WHAT YOU ARE ASKED TO DO ::
Reproduce the records exactly, but not the pictures.

:: MATERIALS PROVIDED

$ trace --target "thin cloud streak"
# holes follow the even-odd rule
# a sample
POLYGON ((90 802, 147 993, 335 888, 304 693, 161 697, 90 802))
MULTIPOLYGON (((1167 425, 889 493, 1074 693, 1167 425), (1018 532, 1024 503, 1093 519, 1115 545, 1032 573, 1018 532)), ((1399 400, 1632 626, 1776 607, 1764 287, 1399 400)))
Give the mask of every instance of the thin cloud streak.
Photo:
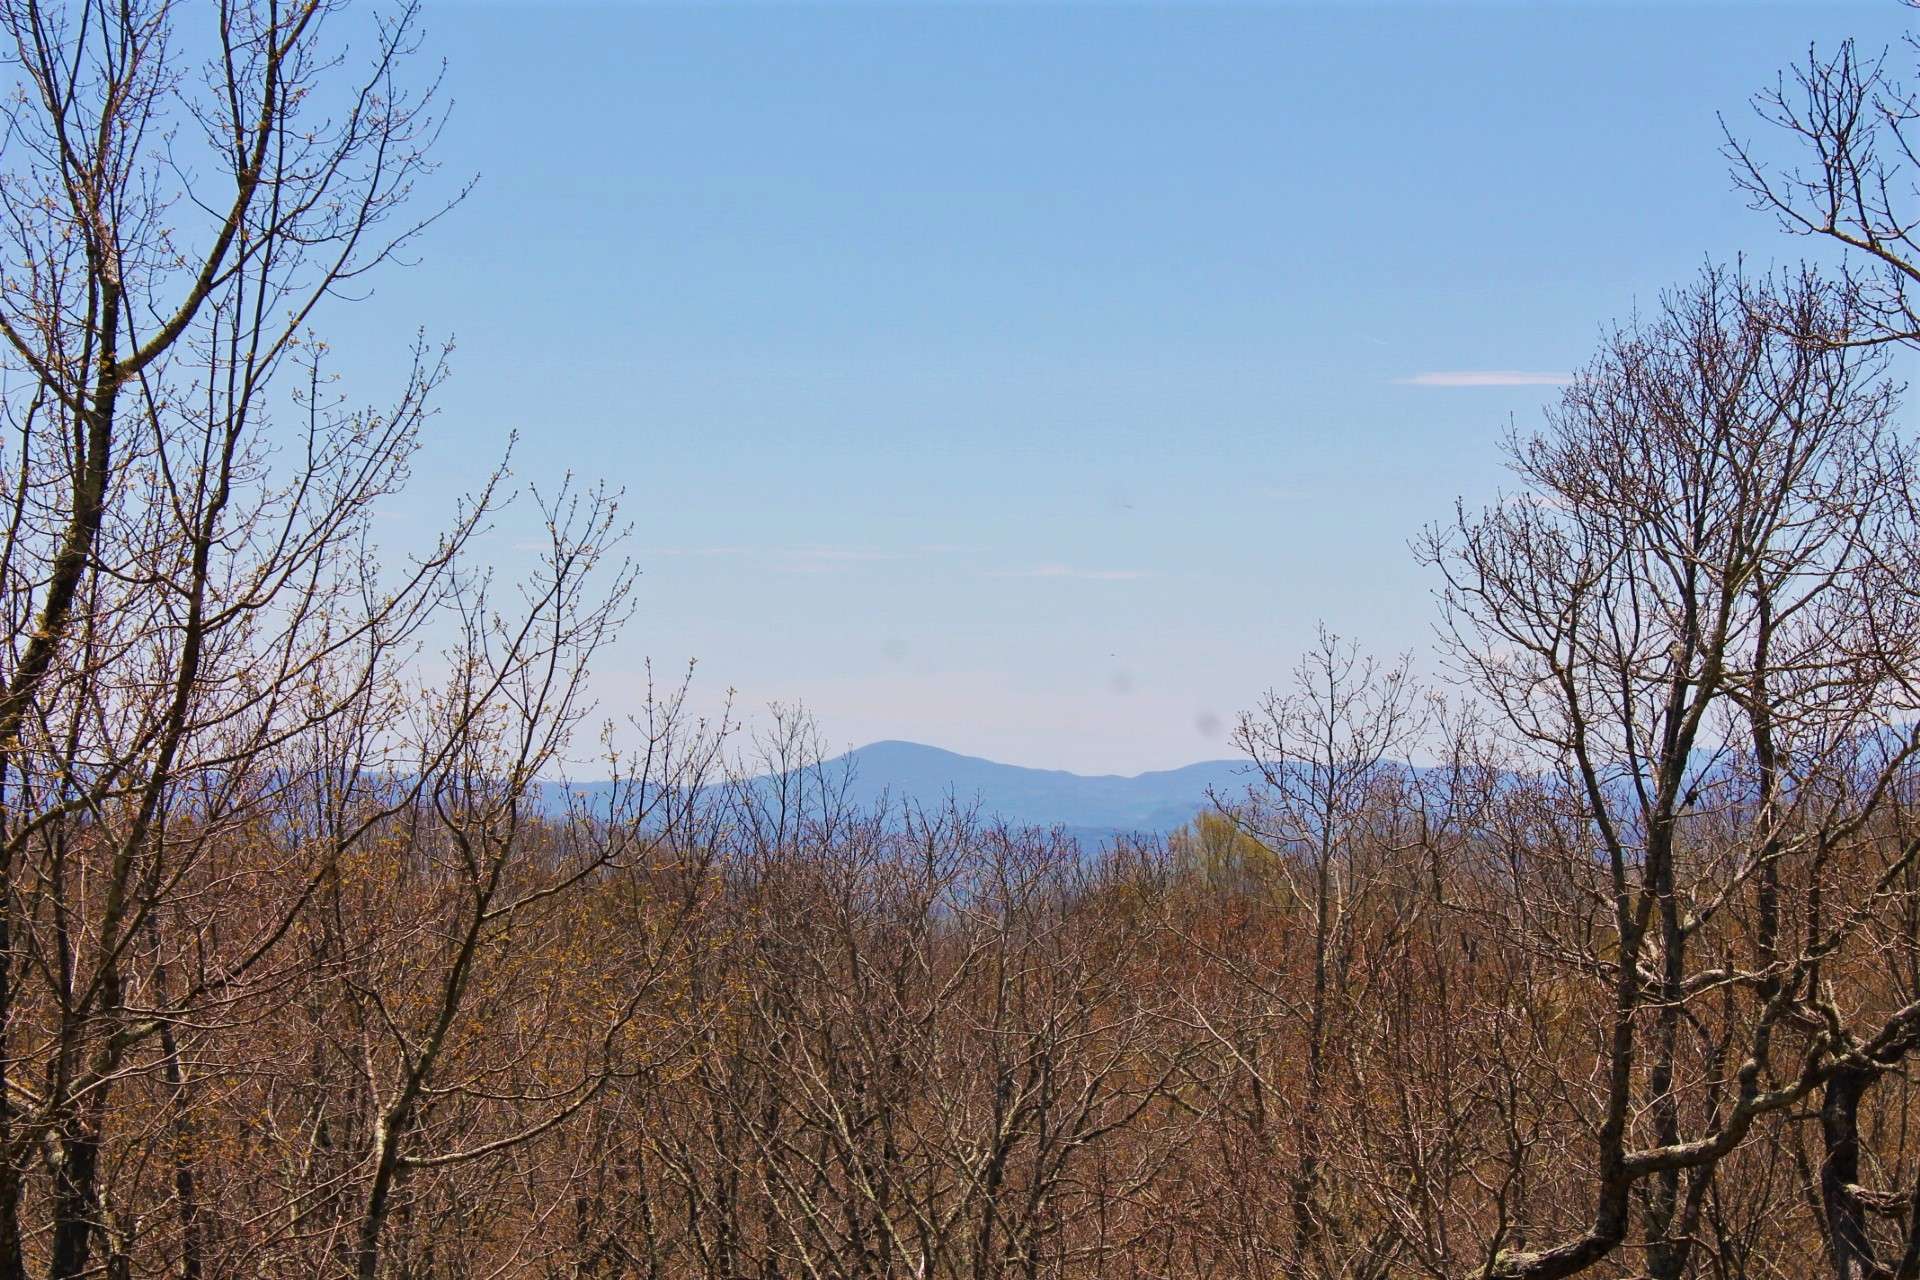
POLYGON ((1075 578, 1082 582, 1131 582, 1149 576, 1145 569, 1076 569, 1065 564, 1037 564, 1027 569, 989 569, 989 578, 1075 578))
MULTIPOLYGON (((647 547, 639 555, 643 560, 727 557, 761 565, 774 573, 827 574, 844 573, 858 566, 919 560, 935 555, 944 557, 977 550, 977 547, 960 543, 931 543, 906 551, 882 551, 869 547, 835 547, 815 543, 801 546, 647 547)), ((987 578, 1063 578, 1081 582, 1131 582, 1138 578, 1153 576, 1151 571, 1146 569, 1082 569, 1075 565, 1052 561, 1012 569, 979 569, 976 572, 987 578)))
POLYGON ((906 555, 898 551, 874 551, 864 547, 646 547, 641 556, 734 556, 762 560, 805 560, 834 564, 865 563, 875 560, 904 560, 906 555))
POLYGON ((634 554, 642 557, 670 556, 746 556, 758 551, 756 547, 642 547, 634 554))
POLYGON ((1529 373, 1521 369, 1451 369, 1396 378, 1403 387, 1564 387, 1570 373, 1529 373))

::::

TASK OUTPUT ::
$ trace --target "thin cloud streak"
# holes follow the even-odd rule
# a sample
POLYGON ((90 802, 147 993, 335 888, 304 693, 161 697, 90 802))
MULTIPOLYGON (((1167 425, 889 493, 1074 693, 1167 425), (1018 532, 1024 503, 1093 519, 1115 545, 1032 573, 1018 532)), ((1399 400, 1632 626, 1776 607, 1764 287, 1399 400)))
Give the mask of every instance of the thin cloud streak.
Photo:
POLYGON ((1075 578, 1082 582, 1131 582, 1149 576, 1145 569, 1076 569, 1065 564, 1037 564, 1027 569, 989 569, 989 578, 1075 578))
MULTIPOLYGON (((647 547, 639 555, 643 560, 727 557, 761 565, 774 573, 827 574, 844 573, 858 566, 919 560, 935 555, 944 557, 977 550, 977 547, 960 543, 931 543, 906 551, 882 551, 869 547, 835 547, 815 543, 801 546, 647 547)), ((987 578, 1063 578, 1081 582, 1131 582, 1138 578, 1153 576, 1151 571, 1146 569, 1082 569, 1075 565, 1052 561, 1012 569, 979 569, 976 572, 987 578)))
POLYGON ((906 555, 898 551, 874 551, 864 547, 646 547, 641 556, 734 556, 762 560, 805 560, 834 564, 865 563, 875 560, 904 560, 906 555))
POLYGON ((634 554, 642 557, 670 556, 746 556, 758 551, 756 547, 642 547, 634 554))
POLYGON ((1529 373, 1521 369, 1451 369, 1396 378, 1403 387, 1564 387, 1570 373, 1529 373))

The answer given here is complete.